[Document excerpt Boundary: Start]

As little as 30 or 40 years ago, the concept of a contract or temporary worker, who fulfilled job duties without any or all of the promises of benefits afforded to his fellow employees, would have been rare. In 1983, temporary workers made up less than 1 percent of the labor force. Today, notes Danielle Kurtzleben, workers hired to fulfill temporary slots amount to more than 2 percent of the U.S. workforce.
Contractors also fill a significant portion of employment roles, as either skilled professionals who can fill a time-limited niche at the onsite office or as self-employed freelancers with a specific expertise. These independent contractors frequently work from home and for multiple employers.
This changing workforce means managers must have a clear understanding of federal and state employment laws that govern the use of contract workers. While work-at-will legislation does give the employer (in most cases) the right to say when the job is over, there are still stringent limitations on who an employer can define as a contract worker and what the manager can demand as part of the contract. From the IRS' point of view, whether the worker is classified as a contractor or employee often determines what taxes should be paid on behalf of the worker and what exemptions can be claimed by the employer. In many small businesses, this Rubik's cube of laws and procedures are a critical element to how the manager runs the office.
Low cost or labor intensive?

[Document excerpt Boundary: End]
[Data supplied Boundary: Start]

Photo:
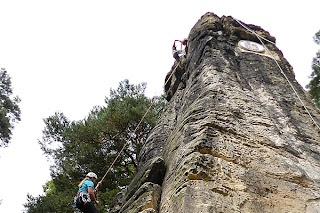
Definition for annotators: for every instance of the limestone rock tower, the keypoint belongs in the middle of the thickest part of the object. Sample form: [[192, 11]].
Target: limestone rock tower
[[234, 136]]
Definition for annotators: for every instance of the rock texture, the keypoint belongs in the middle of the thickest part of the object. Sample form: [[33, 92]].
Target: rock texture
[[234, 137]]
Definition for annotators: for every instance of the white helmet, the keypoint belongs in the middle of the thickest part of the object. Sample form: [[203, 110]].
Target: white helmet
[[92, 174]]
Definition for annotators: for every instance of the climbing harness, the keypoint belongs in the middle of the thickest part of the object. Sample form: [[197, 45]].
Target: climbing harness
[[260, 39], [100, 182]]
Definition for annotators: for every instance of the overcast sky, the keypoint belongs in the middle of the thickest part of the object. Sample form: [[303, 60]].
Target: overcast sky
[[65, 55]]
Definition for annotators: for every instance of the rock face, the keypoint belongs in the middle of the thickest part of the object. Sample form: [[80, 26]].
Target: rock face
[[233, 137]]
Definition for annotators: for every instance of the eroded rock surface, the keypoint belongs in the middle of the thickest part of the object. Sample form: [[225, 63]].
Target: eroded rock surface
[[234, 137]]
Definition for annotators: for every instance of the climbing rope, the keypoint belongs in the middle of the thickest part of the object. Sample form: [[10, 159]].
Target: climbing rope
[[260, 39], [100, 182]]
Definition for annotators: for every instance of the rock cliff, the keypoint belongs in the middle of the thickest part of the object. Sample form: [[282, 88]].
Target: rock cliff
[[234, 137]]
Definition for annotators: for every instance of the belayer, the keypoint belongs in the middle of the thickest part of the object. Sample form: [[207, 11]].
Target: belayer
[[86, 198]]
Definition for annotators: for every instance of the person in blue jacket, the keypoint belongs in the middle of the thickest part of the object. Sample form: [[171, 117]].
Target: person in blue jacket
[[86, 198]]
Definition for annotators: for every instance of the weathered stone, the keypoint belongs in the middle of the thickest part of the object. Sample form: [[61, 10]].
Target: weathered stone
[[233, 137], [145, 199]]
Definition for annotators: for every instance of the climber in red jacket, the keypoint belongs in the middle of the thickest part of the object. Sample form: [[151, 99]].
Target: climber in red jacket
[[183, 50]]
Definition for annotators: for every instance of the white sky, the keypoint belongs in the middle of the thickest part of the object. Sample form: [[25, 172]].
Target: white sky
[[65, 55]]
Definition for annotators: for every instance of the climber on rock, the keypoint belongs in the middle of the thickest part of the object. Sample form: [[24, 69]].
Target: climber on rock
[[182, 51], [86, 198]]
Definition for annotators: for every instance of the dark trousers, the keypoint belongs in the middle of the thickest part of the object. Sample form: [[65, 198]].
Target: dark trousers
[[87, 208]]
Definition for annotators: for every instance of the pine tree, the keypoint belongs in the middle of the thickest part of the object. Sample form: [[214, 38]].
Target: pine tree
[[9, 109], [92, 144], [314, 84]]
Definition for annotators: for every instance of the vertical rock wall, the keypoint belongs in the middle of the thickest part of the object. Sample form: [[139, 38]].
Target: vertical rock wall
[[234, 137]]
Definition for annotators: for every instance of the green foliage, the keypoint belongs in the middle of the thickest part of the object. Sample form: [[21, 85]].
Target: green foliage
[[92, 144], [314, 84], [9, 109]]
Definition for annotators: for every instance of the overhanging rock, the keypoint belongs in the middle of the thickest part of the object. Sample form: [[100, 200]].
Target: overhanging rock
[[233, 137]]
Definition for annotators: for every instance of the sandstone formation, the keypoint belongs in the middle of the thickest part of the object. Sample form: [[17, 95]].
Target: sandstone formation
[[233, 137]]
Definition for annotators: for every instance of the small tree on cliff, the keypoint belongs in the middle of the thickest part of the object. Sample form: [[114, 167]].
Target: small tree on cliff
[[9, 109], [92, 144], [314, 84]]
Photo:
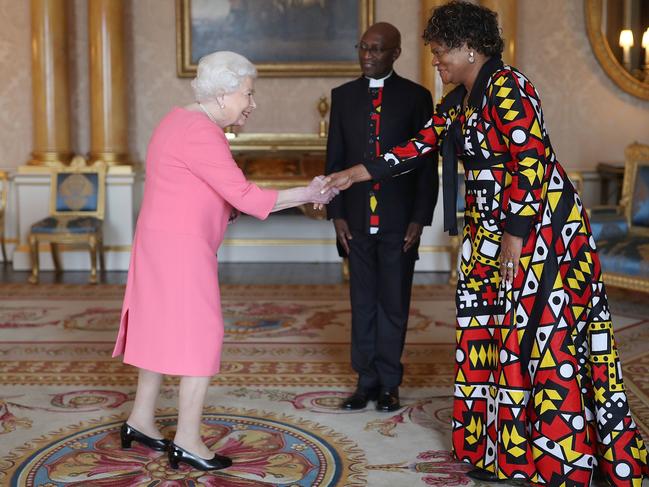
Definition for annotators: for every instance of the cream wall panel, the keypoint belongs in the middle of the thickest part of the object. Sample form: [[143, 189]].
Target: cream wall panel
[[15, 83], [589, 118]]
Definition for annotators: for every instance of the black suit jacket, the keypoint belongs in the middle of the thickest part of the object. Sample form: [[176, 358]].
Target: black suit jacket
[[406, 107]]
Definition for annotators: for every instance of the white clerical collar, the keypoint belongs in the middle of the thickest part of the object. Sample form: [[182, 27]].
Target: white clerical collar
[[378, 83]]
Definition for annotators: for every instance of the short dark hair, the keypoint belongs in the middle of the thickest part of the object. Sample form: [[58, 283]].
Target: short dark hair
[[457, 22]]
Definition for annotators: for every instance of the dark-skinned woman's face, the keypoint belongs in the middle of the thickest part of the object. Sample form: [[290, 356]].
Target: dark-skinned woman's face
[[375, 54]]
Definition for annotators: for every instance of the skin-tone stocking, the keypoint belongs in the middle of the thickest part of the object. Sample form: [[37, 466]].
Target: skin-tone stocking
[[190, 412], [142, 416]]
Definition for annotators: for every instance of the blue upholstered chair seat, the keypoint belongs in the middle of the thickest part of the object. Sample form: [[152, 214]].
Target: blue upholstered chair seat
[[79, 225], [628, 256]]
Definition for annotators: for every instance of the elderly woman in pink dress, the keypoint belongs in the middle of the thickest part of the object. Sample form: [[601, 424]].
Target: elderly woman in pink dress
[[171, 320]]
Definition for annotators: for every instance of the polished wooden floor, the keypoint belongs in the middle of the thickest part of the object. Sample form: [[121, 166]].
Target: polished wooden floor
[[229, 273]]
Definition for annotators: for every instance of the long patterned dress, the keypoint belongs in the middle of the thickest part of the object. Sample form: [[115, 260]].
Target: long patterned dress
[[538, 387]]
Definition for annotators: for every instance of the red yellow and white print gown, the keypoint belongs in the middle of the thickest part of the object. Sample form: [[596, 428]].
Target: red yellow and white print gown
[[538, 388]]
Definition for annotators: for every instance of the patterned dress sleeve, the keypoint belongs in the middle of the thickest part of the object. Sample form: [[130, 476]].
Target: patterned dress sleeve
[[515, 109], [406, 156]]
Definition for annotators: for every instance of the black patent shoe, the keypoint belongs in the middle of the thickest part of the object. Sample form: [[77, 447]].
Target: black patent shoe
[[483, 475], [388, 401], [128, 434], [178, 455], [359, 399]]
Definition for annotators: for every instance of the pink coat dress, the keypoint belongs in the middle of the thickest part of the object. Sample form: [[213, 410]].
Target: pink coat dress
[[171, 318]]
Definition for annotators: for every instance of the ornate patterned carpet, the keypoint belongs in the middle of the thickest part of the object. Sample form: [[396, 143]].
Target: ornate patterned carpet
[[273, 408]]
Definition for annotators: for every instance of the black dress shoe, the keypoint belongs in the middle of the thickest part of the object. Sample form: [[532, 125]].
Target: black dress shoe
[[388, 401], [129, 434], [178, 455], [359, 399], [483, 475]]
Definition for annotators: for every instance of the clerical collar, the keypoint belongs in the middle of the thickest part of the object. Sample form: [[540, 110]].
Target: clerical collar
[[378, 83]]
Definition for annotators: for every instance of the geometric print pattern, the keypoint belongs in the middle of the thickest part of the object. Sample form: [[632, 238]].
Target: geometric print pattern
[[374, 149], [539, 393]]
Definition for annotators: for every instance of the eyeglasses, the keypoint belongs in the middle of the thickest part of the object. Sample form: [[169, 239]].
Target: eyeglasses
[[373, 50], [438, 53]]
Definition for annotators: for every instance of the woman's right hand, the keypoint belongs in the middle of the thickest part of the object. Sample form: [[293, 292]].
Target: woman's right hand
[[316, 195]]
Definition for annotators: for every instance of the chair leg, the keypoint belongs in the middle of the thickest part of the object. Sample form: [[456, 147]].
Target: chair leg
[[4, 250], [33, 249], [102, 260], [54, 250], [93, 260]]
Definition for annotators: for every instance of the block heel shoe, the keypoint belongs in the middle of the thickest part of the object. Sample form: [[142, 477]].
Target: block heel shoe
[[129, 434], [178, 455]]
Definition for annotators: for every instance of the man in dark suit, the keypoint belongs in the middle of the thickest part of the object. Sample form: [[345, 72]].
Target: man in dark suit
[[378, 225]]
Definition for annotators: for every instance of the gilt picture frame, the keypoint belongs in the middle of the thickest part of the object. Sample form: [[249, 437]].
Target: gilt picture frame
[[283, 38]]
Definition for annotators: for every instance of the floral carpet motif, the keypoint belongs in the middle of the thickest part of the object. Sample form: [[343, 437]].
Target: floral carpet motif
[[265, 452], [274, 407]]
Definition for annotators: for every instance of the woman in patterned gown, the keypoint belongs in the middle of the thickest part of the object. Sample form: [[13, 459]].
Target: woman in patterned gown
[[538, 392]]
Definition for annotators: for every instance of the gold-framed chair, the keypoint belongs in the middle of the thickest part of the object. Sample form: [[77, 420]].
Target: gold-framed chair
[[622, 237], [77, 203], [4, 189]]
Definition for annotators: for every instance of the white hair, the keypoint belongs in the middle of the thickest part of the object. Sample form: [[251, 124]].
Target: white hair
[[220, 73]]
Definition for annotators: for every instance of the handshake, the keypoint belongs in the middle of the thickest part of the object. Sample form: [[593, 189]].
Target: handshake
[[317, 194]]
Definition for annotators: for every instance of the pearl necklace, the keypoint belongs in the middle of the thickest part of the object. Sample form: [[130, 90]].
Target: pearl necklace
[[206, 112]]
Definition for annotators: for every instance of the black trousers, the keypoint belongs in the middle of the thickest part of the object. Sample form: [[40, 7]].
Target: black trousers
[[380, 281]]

[Data supplied Boundary: End]

**Exercise A**
In the passage about contract and temporary workers, what share of the labor force did temporary workers make up in 1983?
**Exercise B**
Continue the passage about contract and temporary workers from its last line.
Disregard the rows entirely.

**Task result A**
Less than 1 percent.

**Task result B**
The trade-off to not having to pay for health care, sick time or holiday pay may seem appealing to many, but today’s managers often find their job duties comprise a much broader role of mentoring, tracking and organizing in their day-to-day supervisory skills than might be expected for offsite workers who are hired for their expertise.
Some small businesses have found setting up an agreed-upon communication plan is the ticket; others find that their preparatory written work, such as operations manuals, are the key to ensuring good performance. But most will agree that running an office, whether it is in a building or in the cloud, requires just as much supervisory prowess as it did in our parents' day.
Technology's higher learning curves
Technology is often seen as a boon for the employer who wants an easier means for tracking employees, finances and hiring. But as beneficial as the digital age has become, it presents huge educational and functional expectations for team leaders who may manage the bulk of their team's assignments by phone, email or social media. It means staying on top of cutting-edge technology that lends a supportive role to their business, such as mobile assessment tools that allow offsite applications and testing, but requires staff training and management at the head office.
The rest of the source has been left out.